-- DATA FOR PROCESSING follows --

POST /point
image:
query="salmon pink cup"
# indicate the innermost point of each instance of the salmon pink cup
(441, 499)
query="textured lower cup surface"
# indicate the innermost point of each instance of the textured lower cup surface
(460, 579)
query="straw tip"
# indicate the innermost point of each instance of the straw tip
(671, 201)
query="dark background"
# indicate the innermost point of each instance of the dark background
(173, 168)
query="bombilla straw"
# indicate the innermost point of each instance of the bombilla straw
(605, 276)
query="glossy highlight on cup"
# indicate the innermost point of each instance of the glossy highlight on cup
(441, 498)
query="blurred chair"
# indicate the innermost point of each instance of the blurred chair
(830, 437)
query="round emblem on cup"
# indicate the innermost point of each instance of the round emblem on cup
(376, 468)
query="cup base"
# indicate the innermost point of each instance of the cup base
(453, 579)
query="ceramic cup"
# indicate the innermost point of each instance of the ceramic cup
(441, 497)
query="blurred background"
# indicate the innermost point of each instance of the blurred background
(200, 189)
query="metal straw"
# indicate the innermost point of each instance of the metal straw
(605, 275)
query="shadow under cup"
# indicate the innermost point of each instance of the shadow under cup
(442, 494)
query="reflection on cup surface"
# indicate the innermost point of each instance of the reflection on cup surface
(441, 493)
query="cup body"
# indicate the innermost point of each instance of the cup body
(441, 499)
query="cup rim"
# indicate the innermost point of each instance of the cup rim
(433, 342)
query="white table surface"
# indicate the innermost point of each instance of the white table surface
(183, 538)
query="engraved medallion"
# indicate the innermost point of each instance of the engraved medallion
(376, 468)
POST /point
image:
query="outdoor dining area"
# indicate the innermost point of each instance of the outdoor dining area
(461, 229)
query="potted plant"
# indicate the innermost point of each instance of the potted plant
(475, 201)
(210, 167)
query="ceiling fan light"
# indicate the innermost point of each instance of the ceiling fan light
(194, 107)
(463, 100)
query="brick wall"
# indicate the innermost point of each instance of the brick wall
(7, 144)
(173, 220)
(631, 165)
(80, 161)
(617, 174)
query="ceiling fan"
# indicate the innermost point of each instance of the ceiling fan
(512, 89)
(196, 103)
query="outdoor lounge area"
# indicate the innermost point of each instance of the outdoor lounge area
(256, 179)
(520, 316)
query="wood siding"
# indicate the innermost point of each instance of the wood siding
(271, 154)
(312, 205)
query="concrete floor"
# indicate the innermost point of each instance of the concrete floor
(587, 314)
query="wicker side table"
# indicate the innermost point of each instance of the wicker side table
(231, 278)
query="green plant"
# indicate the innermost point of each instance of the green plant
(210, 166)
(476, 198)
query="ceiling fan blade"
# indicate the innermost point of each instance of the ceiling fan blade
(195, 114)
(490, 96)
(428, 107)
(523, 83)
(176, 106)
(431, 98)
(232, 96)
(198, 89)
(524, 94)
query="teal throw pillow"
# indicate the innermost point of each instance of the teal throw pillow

-- DATA FOR PROCESSING concluded --

WHAT YOU SHOULD DO: Quote each line above in full, word for word.

SOLUTION TO THIS PROBLEM:
POST /point
image:
query="salmon pink cup"
# indicate the innermost point of each instance of the salmon pink cup
(441, 499)
query="textured lower cup surface"
# indicate the innermost point of each instance of the textured lower cup surface
(460, 579)
query="straw tip"
# indicate the innermost point of each instance of the straw tip
(671, 201)
query="dark background"
# indicate the innermost point of each instance of the dark background
(173, 168)
query="bombilla straw"
# indicate the innermost point of each instance of the bombilla straw
(605, 276)
query="glossy highlight on cup"
# indicate the innermost point of each instance of the glossy highlight on cup
(441, 498)
query="blurred chair"
# indicate the innermost point of each instance of the blurred chair
(830, 437)
query="round emblem on cup"
# indicate the innermost point of each instance of the round emblem on cup
(376, 468)
query="cup base"
# indicate the innermost point of each instance of the cup base
(453, 579)
query="ceramic cup"
# indicate the innermost point of each instance of the ceramic cup
(441, 497)
query="blurred background"
# indicate the innermost point of each instance of the blurred background
(200, 189)
query="metal straw"
# indicate the innermost point of each instance of the metal straw
(605, 275)
query="shadow under cup"
# indicate the innermost point of each instance of the shadow under cup
(442, 494)
query="reflection on cup surface"
# indicate the innermost point of each instance of the reflection on cup surface
(441, 493)
query="cup body"
# indicate the innermost point of each instance of the cup body
(441, 499)
query="cup rim"
# indicate the innermost point of each instance of the cup rim
(433, 342)
query="white table surface"
# indicate the innermost point of each instance of the white table surface
(183, 538)
query="engraved medallion"
# indicate the innermost point of each instance of the engraved medallion
(376, 468)
POST /point
image:
query="outdoor dining area"
# indicate the innermost point of each instance of the outdoor dining area
(461, 229)
query="potted plant"
# indicate the innermost point of each instance of the potted plant
(475, 201)
(210, 167)
query="ceiling fan light"
# indicate the innermost point of each instance of the ceiling fan light
(194, 107)
(463, 100)
query="brick wall"
# indicate the innermost point of each instance of the brick wall
(7, 144)
(173, 220)
(631, 165)
(80, 161)
(617, 174)
query="ceiling fan"
# indicate the innermost point of each instance of the ceiling fan
(512, 89)
(196, 103)
query="outdoor lounge area"
# indicate the innermost point of each instance of the outdoor lounge area
(256, 179)
(520, 316)
query="wood siding"
# indicate the innermost point of each instance of the wood siding
(271, 154)
(312, 205)
query="concrete floor"
# indicate the innermost point of each instance of the concrete floor
(587, 314)
query="wicker side table"
# indicate the innermost point of each instance of the wicker side table
(231, 278)
query="green plant"
# indicate the innermost point of each instance of the green plant
(210, 166)
(476, 198)
query="ceiling fan blade"
# indicate the innermost point of each instance of the ceiling fan blade
(195, 114)
(490, 96)
(428, 107)
(523, 83)
(176, 106)
(431, 98)
(232, 96)
(198, 89)
(524, 94)
query="teal throw pillow"
# indicate the innermost point of each instance of the teal throw pillow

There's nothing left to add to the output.